[[ Raw data, beginning ]]

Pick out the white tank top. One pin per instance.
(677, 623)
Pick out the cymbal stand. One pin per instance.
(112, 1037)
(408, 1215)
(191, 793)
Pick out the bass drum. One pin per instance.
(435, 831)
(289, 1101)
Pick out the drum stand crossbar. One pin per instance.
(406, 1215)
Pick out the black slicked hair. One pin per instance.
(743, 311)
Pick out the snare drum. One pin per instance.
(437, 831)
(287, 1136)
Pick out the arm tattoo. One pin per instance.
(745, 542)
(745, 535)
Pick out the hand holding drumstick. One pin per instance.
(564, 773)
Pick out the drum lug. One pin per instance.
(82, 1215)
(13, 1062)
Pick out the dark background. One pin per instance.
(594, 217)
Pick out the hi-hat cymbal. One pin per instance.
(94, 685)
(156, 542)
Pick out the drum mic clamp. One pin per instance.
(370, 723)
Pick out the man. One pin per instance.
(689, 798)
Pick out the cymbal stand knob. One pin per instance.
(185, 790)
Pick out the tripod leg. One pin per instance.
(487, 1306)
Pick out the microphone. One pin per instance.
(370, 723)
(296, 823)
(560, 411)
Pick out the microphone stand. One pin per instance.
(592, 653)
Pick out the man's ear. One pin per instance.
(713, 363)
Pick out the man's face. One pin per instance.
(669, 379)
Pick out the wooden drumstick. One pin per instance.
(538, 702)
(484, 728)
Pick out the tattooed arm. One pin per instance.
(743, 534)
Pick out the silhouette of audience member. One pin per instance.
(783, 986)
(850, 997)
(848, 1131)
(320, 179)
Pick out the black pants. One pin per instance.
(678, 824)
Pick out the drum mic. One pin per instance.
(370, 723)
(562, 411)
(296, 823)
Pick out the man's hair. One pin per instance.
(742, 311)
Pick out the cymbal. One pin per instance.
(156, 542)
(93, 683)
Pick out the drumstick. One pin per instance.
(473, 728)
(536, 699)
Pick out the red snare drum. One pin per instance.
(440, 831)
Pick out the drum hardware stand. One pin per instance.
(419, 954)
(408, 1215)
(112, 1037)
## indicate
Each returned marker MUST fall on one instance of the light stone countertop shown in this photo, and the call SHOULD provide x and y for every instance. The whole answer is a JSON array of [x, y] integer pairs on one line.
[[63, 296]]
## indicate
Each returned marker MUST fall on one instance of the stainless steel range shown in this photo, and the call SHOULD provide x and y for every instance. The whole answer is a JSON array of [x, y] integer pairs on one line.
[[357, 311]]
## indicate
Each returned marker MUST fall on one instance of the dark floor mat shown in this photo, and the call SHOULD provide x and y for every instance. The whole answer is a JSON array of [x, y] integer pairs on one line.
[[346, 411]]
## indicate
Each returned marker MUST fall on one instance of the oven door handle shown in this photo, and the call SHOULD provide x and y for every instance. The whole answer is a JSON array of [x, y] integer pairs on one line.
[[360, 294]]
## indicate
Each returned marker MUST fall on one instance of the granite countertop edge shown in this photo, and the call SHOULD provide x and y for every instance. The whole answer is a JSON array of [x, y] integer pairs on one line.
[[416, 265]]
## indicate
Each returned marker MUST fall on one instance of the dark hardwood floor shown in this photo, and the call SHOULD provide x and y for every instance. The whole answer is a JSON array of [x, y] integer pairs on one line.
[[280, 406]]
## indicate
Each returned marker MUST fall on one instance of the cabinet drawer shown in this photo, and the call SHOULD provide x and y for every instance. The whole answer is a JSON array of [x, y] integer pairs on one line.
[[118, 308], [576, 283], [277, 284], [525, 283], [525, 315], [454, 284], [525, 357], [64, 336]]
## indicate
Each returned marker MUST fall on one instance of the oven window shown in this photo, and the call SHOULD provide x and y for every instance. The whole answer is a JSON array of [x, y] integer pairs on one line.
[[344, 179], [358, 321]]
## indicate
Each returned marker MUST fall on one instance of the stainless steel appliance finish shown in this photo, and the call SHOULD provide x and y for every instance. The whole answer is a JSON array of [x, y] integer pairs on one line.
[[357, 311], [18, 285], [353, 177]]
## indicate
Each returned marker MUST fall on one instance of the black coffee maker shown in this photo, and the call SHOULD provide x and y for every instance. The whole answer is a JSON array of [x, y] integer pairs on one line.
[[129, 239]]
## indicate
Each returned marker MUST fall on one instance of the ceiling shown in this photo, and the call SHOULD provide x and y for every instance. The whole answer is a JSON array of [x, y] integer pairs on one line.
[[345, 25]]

[[ Raw data, end ]]

All of the entries above should be output exactly as they are.

Pick out the white tank top. One pin per instance.
(677, 623)
Pick out the cymbal stand. One pin per instance.
(112, 1037)
(408, 1215)
(191, 793)
Pick out the bass drum. One pin per instance.
(435, 831)
(289, 1101)
Pick out the drum stand crossbar. One pin per instance.
(406, 1215)
Pick out the black slicked hair. One pin per instance.
(743, 311)
Pick out the snare drum. One pin per instance.
(437, 831)
(287, 1136)
Pick out the arm tattoo. One pin per instance.
(745, 542)
(745, 535)
Pick out the hand holding drumstick. One pin per instance.
(564, 773)
Pick out the drum lug. One pin per instance.
(82, 1215)
(13, 1062)
Pick out the dark background. One pin per instance.
(594, 217)
Pick out the hi-hat cymbal. One pin per instance.
(94, 685)
(156, 542)
Pick out the drum mic clamp. One pin per instance.
(370, 723)
Pick out the man. One pin per instance.
(689, 798)
Pick out the cymbal stand knob. One pin per instance.
(185, 790)
Pick out the tripod leg. One pin per instance.
(487, 1306)
Pick out the microphone. One pin per instance.
(370, 723)
(296, 823)
(560, 411)
Pick out the microphone stand. One pin per instance.
(592, 653)
Pick out the man's ear. One pin per instance.
(713, 363)
Pick out the man's face. One pin per instance.
(669, 379)
Pick out the wooden drumstick. One pin per instance.
(538, 702)
(484, 728)
Pick out the tattooed arm. One pin per instance.
(743, 534)
Pick out the silhouette of audience member. One pin per instance.
(783, 986)
(850, 997)
(848, 1131)
(320, 179)
Pick out the black pants. One pin per instance.
(678, 824)
Pick out the drum mic. One pin per instance.
(370, 723)
(562, 411)
(296, 823)
Pick out the man's hair. One pin per instance.
(742, 311)
Pick out the cymbal. One pin per instance.
(156, 542)
(93, 683)
Pick out the drumstick. One pin per instance.
(473, 728)
(536, 699)
Pick out the red snare drum. One pin per instance.
(440, 831)
Pick out the drum hardware stand. One pin per instance.
(419, 954)
(408, 1215)
(112, 1037)
## indicate
Each returned marker MUST fall on one instance of the light stone countertop shown in this photo, and the call SHOULD provide x and y for every instance. The whole answer is a JSON array of [x, y] integer pairs on one line.
[[63, 296]]
## indicate
Each returned marker MUST fall on one instance of the stainless steel range shown in this photo, and the call SHOULD provide x and y for every instance. The whole answer is a JSON array of [x, y] integer pairs on one line.
[[357, 311]]
## indicate
Each returned marker MUST fall on one instance of the dark floor mat shown in this photo, and the call SHOULD provide x and y for every instance. The whole answer is a JSON array of [x, y] integer pairs on one line.
[[346, 411]]
## indicate
Each returned marker MUST fall on one instance of the oven door handle shown in this photo, and the call SHOULD provide x and y for every instance. The whole answer is a JSON array of [x, y] integer pairs on one line.
[[360, 294]]
## indicate
Each returned marker MUST fall on one instance of the granite countertop edge shown in this photo, and the call SHOULD provide x and y for every instance. The whole answer is a JSON array of [x, y] integer pairs on one line.
[[416, 265]]
## indicate
Each returned marker MUST fall on one instance of the dark hardwood floor shown in this photo, and the call SHOULD provide x and y for every instance. The whole answer is a JSON array of [x, y] integer pairs on one line.
[[280, 406]]
## indicate
Each returned marker MUST fall on one instance of the cabinet drawer shown in this photo, and the call SHOULD provide x and y for every instance. The whole answer is a JSON array of [x, y] integer pairs on one line.
[[118, 308], [576, 283], [277, 284], [525, 283], [525, 315], [454, 284], [525, 357], [64, 336]]
## indicate
Each returned marker MUST fall on one instance of the oven window shown in this photo, and the call SHOULD provide x and y for every instance. The whole answer is a JSON array of [x, y] integer pairs on one line.
[[344, 179], [358, 321]]
## indicate
Each returned marker MUST fall on one instance of the stainless steel appliance finish shown in this photo, and the call SHOULD provide x and y for every instance. The whole answer is a JSON array of [x, y] integer pairs on one line.
[[357, 311], [18, 285], [353, 177]]
## indicate
Each returned marker MUST fall on one instance of the black coffee maker shown in this photo, and the call SHOULD provide x and y for every instance. The whole answer is a JSON array of [x, y] integer pairs on one line.
[[129, 239]]
## indicate
Each returned marker MUST fall on one instance of the ceiling shown in this photo, and the call SHOULD provide x and y for every instance. The whole answer is a JSON array of [x, y] integer pairs on one line.
[[345, 25]]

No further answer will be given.